● **Try it**: Output every line of the data exactly as it appears.
*** Opening Data for this task ***
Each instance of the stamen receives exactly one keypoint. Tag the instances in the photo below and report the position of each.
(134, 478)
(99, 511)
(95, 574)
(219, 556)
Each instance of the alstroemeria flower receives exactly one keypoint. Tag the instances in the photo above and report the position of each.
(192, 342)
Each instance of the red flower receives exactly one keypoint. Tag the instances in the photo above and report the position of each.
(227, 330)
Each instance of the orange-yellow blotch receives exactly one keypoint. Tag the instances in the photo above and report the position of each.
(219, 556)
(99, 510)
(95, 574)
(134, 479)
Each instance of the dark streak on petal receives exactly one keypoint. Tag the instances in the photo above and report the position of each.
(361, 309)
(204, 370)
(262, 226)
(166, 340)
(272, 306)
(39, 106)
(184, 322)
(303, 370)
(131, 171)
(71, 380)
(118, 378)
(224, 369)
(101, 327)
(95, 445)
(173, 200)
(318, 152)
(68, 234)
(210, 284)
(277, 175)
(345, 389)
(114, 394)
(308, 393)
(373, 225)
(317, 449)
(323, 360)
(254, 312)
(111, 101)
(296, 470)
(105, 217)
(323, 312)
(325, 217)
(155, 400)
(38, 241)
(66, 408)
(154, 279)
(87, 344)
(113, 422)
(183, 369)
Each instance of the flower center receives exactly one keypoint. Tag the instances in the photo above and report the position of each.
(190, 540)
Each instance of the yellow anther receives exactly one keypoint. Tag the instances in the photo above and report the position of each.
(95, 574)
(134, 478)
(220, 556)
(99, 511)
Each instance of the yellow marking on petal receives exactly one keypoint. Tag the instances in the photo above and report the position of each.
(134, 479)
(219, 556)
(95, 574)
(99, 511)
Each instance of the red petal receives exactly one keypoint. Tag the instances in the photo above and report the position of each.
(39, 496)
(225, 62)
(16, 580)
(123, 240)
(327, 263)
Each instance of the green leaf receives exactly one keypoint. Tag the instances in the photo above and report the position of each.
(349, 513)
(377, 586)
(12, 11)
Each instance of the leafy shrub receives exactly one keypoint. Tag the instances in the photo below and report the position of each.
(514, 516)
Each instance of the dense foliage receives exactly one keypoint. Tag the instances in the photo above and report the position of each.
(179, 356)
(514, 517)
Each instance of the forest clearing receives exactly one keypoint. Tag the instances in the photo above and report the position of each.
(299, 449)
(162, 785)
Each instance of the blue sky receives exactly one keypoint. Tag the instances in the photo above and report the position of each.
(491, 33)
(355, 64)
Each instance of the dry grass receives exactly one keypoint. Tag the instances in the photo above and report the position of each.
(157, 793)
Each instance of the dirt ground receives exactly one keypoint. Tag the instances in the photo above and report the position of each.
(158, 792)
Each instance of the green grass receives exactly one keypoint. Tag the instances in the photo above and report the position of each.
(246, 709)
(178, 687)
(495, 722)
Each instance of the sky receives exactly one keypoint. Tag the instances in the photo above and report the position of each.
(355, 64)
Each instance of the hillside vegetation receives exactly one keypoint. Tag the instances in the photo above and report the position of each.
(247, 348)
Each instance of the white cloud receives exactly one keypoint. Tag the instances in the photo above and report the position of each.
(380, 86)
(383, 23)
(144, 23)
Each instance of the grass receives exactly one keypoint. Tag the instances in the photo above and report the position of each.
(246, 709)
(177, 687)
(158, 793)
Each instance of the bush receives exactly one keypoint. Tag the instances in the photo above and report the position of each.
*** Closing Data for this task ***
● **Result below**:
Each instance of the stamen receives exactly one keypoint. Tag the instances in the photo below and report the position of each.
(134, 478)
(99, 511)
(95, 574)
(219, 556)
Each instance of the alstroemeria flower receives exactly one keypoint. Tag the instances in the photo above and report the position of each.
(192, 342)
Each instance of the red flower receives exactly one keypoint. Tag the instances in the photo above and report the position of each.
(227, 330)
Each instance of the orange-yellow blotch receives exactly one keypoint. Tag the instances in the photo above and report the position of each.
(219, 556)
(99, 510)
(95, 574)
(134, 479)
Each instance of the dark streak on petal receives exactly one keypoint. Tag the instances in the photo above and report the position of each.
(361, 309)
(204, 370)
(262, 226)
(166, 340)
(272, 306)
(39, 106)
(184, 322)
(303, 370)
(131, 171)
(71, 380)
(118, 378)
(224, 369)
(101, 327)
(95, 445)
(173, 200)
(318, 152)
(68, 234)
(210, 284)
(277, 175)
(345, 389)
(114, 394)
(308, 393)
(373, 225)
(317, 449)
(323, 360)
(254, 312)
(111, 101)
(296, 470)
(105, 217)
(323, 312)
(325, 217)
(155, 400)
(38, 241)
(66, 408)
(154, 279)
(87, 344)
(113, 422)
(183, 369)
Each instance of the flower center receives exactly one keypoint. Tag the instances in the photo above and report the position of each.
(190, 540)
Each instance of the yellow anther receives exactly one keypoint. Tag the instances in the photo above and report the position of each.
(95, 574)
(134, 478)
(220, 556)
(99, 511)
Each instance of the yellow marking on petal receives exactly one keypoint. Tag the instances in the photo above and report the position of each.
(134, 479)
(219, 556)
(95, 574)
(99, 511)
Each instance of the red petal receives exactly one keypoint. Tag the instances in the photo above and report the position of each.
(39, 496)
(225, 62)
(16, 580)
(123, 240)
(327, 263)
Each instance of the green leaf receives exactly one keypoint. Tag the instances in the photo above and report the position of each.
(349, 513)
(377, 586)
(12, 11)
Each instance of the leafy shrub receives exactly one keypoint. Tag the instances in the photo below and report the position of each.
(514, 516)
Each instance of the dense foliage receives exactly one keypoint. Tag the instances in the photo above and report the position of each.
(179, 356)
(514, 517)
Each instance of the forest clearing receives exactly one keypoint. Tag the instances in the photo above and report the position of each.
(299, 449)
(162, 785)
Each instance of the blue sky receives exactly one keypoint. Tag the instances in the photo above and report the position of each.
(491, 33)
(355, 64)
Each instance of the dry grass receives exactly one keypoint. Tag the instances in the photo above and report the position of each.
(157, 793)
Each instance of the dirt ground receives exactly one keypoint. Tag the instances in the photo above and report the position of each.
(158, 792)
Each instance of the green grass receives exactly one keypoint. Tag the instances in the photo above and report the position of each.
(246, 709)
(178, 687)
(495, 722)
Each instance of the sky receives exactly one keypoint. Tag the instances in the photo above and report the position of each.
(355, 64)
Each instance of the hillside vegetation receives exactly one keypoint. Tag the instances in the photo above and report the position of each.
(247, 348)
Each instance of the white cloud receives exactly one keypoint. Tag the instances in the photo above and report the position of each.
(380, 86)
(383, 23)
(144, 23)
Each instance of the grass receives exactly one keypoint. Tag the instances in the photo above and report the position of each.
(246, 709)
(177, 687)
(158, 793)
Each instance of the bush receives exactly one keypoint. Tag the instances in the photo above and report the position of each.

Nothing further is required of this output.